▸ **TASKS TO CARRY OUT**
1. In the passage on University of Arizona staff making protective equipment during the pandemic, what led faculty and staff to step up and help fill local needs? Answer in one to three sentences.
2. Resume the passage on University of Arizona staff making protective equipment, starting after its last sentence.

▸ **EXERCISE PASSAGE**
+ + + + +

As the national stockpile of personal protective equipment ran dry and manufacturers strained to fill demand during the pandemic, University of Arizona faculty and staff stepped up to help fill local needs.
Kasi Kiehlbaugh, director of the university’s Health Sciences Design Program, organized AZ Makers Fighting COVID-19, an online group of over 100 faculty, staff and health care professionals from across campus and Tucson to brainstorm and manufacture personal protective equipment, or PPE, from the tools and materials available to them.
Among the participants is Paulus Musters, laboratory manager for the School of Architecture in the College of Architecture, Planning and Landscape Architecture.
“Before joining the group, most of us didn’t know each other,” says Musters, who teaches architecture students to work with various materials and processes. “But we put our heads together and said, ‘What are the major needs?’ They are face shields, respirators and intubation hoods.”
One of the simplest and fastest pieces of PPE to construct is the face shield, says Peter Jansen, assistant professor in the College of Social and Behavioral Sciences’ School of Information, who researches artificial intelligence and language and teaches rapid prototyping skills.
Shields are plastic coverings that go over the face, usually worn along with a mask. They’re meant to block the largest droplets of saliva and mucus and prevent health care workers from touching their own faces. They can also help scarce N95 masks — which filter 95% of airborne particles — last longer.

+ + + + +

▸ **DATA EXTRACTS**
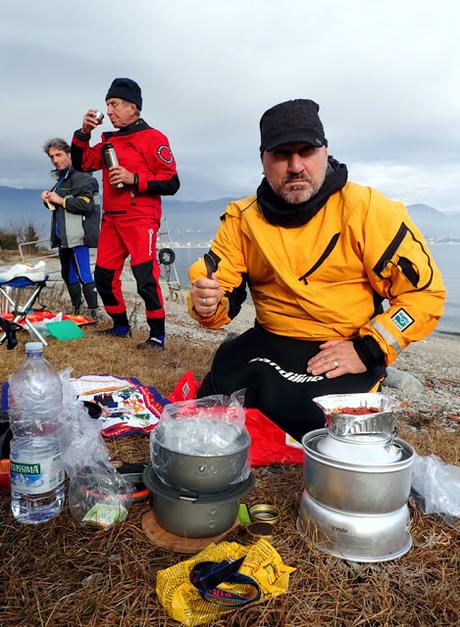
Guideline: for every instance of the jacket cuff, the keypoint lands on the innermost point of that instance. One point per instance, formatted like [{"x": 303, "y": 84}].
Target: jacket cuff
[
  {"x": 84, "y": 137},
  {"x": 141, "y": 184},
  {"x": 369, "y": 351}
]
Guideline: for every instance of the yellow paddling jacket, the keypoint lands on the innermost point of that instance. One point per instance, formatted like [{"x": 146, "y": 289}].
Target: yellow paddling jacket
[{"x": 326, "y": 280}]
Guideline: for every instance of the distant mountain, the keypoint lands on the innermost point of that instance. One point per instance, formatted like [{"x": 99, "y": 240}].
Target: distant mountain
[
  {"x": 193, "y": 221},
  {"x": 196, "y": 222},
  {"x": 23, "y": 206},
  {"x": 434, "y": 224}
]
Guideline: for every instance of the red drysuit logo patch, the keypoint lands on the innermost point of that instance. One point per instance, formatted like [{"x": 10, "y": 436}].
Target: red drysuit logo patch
[{"x": 165, "y": 154}]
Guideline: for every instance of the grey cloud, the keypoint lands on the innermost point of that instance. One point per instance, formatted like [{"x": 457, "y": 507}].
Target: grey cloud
[{"x": 385, "y": 74}]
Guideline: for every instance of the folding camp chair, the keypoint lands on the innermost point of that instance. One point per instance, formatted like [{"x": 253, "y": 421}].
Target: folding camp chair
[{"x": 13, "y": 291}]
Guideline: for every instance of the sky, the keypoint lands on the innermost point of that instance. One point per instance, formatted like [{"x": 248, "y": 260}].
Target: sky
[{"x": 386, "y": 75}]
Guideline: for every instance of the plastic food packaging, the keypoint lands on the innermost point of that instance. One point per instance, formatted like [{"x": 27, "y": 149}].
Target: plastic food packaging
[
  {"x": 98, "y": 495},
  {"x": 436, "y": 488}
]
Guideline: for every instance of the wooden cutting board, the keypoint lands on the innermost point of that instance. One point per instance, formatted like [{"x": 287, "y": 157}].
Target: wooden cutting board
[{"x": 178, "y": 544}]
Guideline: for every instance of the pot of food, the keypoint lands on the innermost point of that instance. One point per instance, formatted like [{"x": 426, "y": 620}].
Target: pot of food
[
  {"x": 184, "y": 456},
  {"x": 357, "y": 415},
  {"x": 355, "y": 537},
  {"x": 193, "y": 514},
  {"x": 360, "y": 477}
]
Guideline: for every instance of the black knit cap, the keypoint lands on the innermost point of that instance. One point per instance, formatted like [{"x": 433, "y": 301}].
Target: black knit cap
[
  {"x": 291, "y": 121},
  {"x": 126, "y": 89}
]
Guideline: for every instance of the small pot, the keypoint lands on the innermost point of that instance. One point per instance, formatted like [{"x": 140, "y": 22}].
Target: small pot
[
  {"x": 194, "y": 515},
  {"x": 380, "y": 423},
  {"x": 358, "y": 538},
  {"x": 200, "y": 473},
  {"x": 357, "y": 487}
]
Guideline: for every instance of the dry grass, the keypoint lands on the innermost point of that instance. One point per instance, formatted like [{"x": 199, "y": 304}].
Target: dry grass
[{"x": 61, "y": 574}]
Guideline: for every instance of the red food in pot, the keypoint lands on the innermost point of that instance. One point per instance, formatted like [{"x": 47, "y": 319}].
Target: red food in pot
[{"x": 356, "y": 411}]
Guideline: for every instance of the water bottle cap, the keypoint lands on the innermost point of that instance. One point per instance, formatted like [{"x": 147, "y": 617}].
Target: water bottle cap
[{"x": 34, "y": 347}]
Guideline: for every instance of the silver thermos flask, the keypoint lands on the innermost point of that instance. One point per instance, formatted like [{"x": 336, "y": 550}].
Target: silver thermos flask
[{"x": 110, "y": 158}]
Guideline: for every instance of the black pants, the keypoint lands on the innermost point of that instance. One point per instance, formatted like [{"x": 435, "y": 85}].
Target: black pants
[{"x": 272, "y": 369}]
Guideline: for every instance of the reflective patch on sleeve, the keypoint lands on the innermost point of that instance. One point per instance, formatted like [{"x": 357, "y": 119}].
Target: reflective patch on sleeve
[
  {"x": 402, "y": 320},
  {"x": 165, "y": 154},
  {"x": 387, "y": 336}
]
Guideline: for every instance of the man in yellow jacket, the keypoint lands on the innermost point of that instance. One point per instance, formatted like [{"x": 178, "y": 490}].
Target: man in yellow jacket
[{"x": 320, "y": 255}]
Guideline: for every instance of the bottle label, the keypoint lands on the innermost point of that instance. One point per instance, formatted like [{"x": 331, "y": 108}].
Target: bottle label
[{"x": 37, "y": 477}]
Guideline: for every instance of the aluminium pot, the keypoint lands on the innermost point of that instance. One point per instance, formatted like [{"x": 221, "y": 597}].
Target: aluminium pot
[
  {"x": 357, "y": 487},
  {"x": 200, "y": 473},
  {"x": 194, "y": 515},
  {"x": 381, "y": 423},
  {"x": 355, "y": 537}
]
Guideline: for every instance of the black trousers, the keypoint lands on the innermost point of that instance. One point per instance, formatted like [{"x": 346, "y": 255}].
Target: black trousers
[{"x": 272, "y": 369}]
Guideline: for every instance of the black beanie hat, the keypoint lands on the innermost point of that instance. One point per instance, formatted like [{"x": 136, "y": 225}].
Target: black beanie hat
[
  {"x": 291, "y": 121},
  {"x": 126, "y": 89}
]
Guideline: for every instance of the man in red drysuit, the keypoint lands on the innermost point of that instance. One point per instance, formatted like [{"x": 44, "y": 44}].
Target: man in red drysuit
[{"x": 131, "y": 204}]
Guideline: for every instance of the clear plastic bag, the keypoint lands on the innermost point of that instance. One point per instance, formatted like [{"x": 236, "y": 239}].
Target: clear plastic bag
[
  {"x": 202, "y": 445},
  {"x": 204, "y": 426},
  {"x": 436, "y": 488},
  {"x": 98, "y": 495}
]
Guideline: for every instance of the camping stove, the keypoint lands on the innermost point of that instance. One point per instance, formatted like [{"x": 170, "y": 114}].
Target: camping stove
[{"x": 357, "y": 480}]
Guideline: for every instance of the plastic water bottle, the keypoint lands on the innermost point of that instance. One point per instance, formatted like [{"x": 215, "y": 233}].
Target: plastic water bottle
[{"x": 37, "y": 472}]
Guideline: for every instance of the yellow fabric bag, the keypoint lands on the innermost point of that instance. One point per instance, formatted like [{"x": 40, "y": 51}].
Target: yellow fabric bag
[{"x": 183, "y": 602}]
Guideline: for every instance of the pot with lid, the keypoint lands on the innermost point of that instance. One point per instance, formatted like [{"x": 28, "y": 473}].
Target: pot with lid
[
  {"x": 357, "y": 478},
  {"x": 184, "y": 456},
  {"x": 193, "y": 514}
]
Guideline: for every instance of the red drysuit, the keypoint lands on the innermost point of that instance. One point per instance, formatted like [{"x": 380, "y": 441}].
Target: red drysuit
[{"x": 131, "y": 215}]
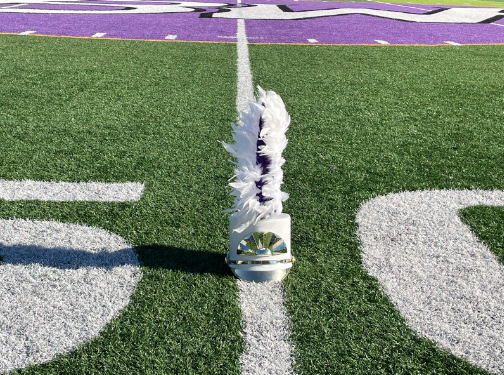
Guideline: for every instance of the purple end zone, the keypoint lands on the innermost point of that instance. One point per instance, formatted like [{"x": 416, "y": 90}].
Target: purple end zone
[{"x": 266, "y": 21}]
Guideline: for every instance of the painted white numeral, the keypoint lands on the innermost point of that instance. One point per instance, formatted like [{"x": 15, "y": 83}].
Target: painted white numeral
[
  {"x": 446, "y": 283},
  {"x": 60, "y": 283}
]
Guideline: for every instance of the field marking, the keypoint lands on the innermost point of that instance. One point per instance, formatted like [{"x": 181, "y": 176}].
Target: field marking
[
  {"x": 244, "y": 83},
  {"x": 264, "y": 320},
  {"x": 266, "y": 329},
  {"x": 447, "y": 284},
  {"x": 397, "y": 5},
  {"x": 60, "y": 284},
  {"x": 70, "y": 191}
]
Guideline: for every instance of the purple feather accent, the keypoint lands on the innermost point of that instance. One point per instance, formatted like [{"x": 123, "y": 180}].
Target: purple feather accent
[
  {"x": 259, "y": 142},
  {"x": 263, "y": 161}
]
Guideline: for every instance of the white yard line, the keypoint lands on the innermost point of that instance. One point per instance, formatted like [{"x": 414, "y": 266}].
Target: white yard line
[
  {"x": 70, "y": 191},
  {"x": 397, "y": 5},
  {"x": 244, "y": 84},
  {"x": 264, "y": 319},
  {"x": 266, "y": 330}
]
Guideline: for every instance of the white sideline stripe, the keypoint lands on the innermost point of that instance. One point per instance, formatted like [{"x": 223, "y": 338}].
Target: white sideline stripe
[
  {"x": 235, "y": 37},
  {"x": 397, "y": 5},
  {"x": 267, "y": 349},
  {"x": 244, "y": 83},
  {"x": 70, "y": 191},
  {"x": 266, "y": 330}
]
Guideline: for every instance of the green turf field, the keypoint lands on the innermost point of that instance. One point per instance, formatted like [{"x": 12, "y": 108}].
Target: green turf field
[
  {"x": 377, "y": 121},
  {"x": 79, "y": 110},
  {"x": 365, "y": 122}
]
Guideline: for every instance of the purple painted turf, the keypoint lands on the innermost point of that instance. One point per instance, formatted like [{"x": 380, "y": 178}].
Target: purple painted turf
[{"x": 347, "y": 29}]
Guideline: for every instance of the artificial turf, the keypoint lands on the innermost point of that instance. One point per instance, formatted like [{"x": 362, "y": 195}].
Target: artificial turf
[
  {"x": 117, "y": 111},
  {"x": 368, "y": 122},
  {"x": 488, "y": 225},
  {"x": 475, "y": 3},
  {"x": 365, "y": 122}
]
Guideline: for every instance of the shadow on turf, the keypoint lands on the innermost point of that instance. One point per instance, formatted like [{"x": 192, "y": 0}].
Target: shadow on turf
[
  {"x": 177, "y": 259},
  {"x": 153, "y": 256}
]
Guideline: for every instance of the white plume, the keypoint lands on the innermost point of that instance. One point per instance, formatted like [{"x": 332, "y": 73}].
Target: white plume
[{"x": 261, "y": 138}]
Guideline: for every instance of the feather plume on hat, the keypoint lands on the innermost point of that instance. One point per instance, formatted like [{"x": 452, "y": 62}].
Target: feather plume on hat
[{"x": 258, "y": 148}]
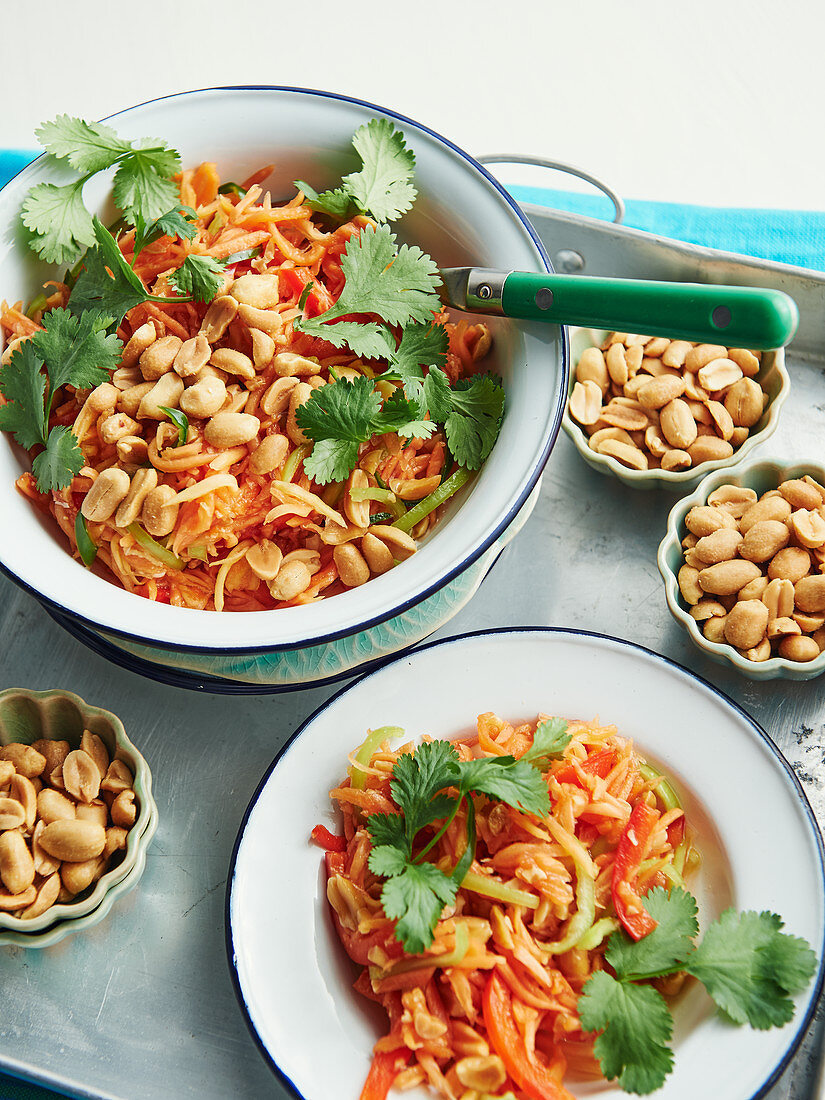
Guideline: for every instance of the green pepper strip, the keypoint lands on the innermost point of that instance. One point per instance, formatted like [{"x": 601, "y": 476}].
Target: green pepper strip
[
  {"x": 294, "y": 461},
  {"x": 364, "y": 755},
  {"x": 144, "y": 539},
  {"x": 490, "y": 888},
  {"x": 436, "y": 498},
  {"x": 585, "y": 913},
  {"x": 422, "y": 963},
  {"x": 670, "y": 800},
  {"x": 597, "y": 933},
  {"x": 85, "y": 547}
]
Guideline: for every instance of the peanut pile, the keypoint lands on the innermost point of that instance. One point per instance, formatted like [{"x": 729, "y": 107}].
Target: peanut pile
[
  {"x": 651, "y": 403},
  {"x": 755, "y": 569},
  {"x": 64, "y": 821}
]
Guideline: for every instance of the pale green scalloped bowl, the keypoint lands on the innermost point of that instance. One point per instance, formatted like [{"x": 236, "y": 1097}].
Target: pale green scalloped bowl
[
  {"x": 759, "y": 476},
  {"x": 58, "y": 715},
  {"x": 772, "y": 377}
]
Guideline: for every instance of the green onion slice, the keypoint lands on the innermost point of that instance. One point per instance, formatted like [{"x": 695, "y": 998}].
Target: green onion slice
[
  {"x": 86, "y": 548},
  {"x": 144, "y": 539},
  {"x": 437, "y": 497}
]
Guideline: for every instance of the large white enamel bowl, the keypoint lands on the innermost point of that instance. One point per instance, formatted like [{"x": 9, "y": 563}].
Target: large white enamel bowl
[{"x": 461, "y": 217}]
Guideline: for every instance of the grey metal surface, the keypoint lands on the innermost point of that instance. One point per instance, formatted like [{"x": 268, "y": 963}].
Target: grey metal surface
[{"x": 142, "y": 1005}]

+ + + + +

▸ **ANSWERS BY ITEM**
1. The national stockpile of personal protective equipment had run dry, and manufacturers were straining to meet demand during the pandemic.

2.
Jansen, who’s also part of the online makers group, has focused his efforts on designing and manufacturing shields. “I saw 3D-printed face shields in the news,” he says. “But it takes about four hours to print just one shield. You would need thousands of printers running 24/7 for weeks to meet the needs of Pima County.”
“A laser cutter can cut plastic like butter in seconds. I wanted to come up with a laser-cut design rather than printed.”
When Jansen came up with a promising design that could be fabricated in just a minute, the online group collaborated to improve on it. Boris Reiss, assistant professor of public health and an expert in PPE, evaluated the prototype and, says Jansen, “he said it fogged up a bit because it sat too close to the face and would benefit from being more comfortable to be worn for eight-hour stretches. So, the rest of the AZ Makers group members jumped in and have been tweaking the design.”
One adjustment was suggested by Anna Montana Cirell, technology lead at the CATalyst Studios makerspace in the university’s Main Library, where the bulk of the shield production is taking place. A former fashion designer, she was able to find a way to make the mask fit while reducing fogging.
Kevin Woolridge, a science and math teacher at Blue Ridge High School in Lakeside, Arizona, and Navajo County Cooperative Extension Director Steve Gouker are already making and distributing several hundred of the face shields designed by the AZ Makers group at the 4-H fabrication laboratory in Pinetop-Lakeside. The shields are being distributed to Navajo County hospitals and doctors, who have given positive feedback and have requested more so they can distribute them more widely in rural areas.
In Pima County, the first 240 face shields using the all-laser-cut design were produced from an initial delivery of purchased material. With the design finalized and a larger supply of materials delivered, the group has moved into more intensive production.
CATalyst Studios has two laser cutters to do the face shield manufacturing, and Cirell and two student workers are overseeing the production of about 3,000 face shields to be immediately packaged and sent out for use, Kiehlbaugh says.
Face shields have already been distributed to Campus Health and other service units on campus, such as Housing and Residential Life, which requested shields to give custodial and maintenance staff added protection while cleaning student rooms and working around students and other staff members.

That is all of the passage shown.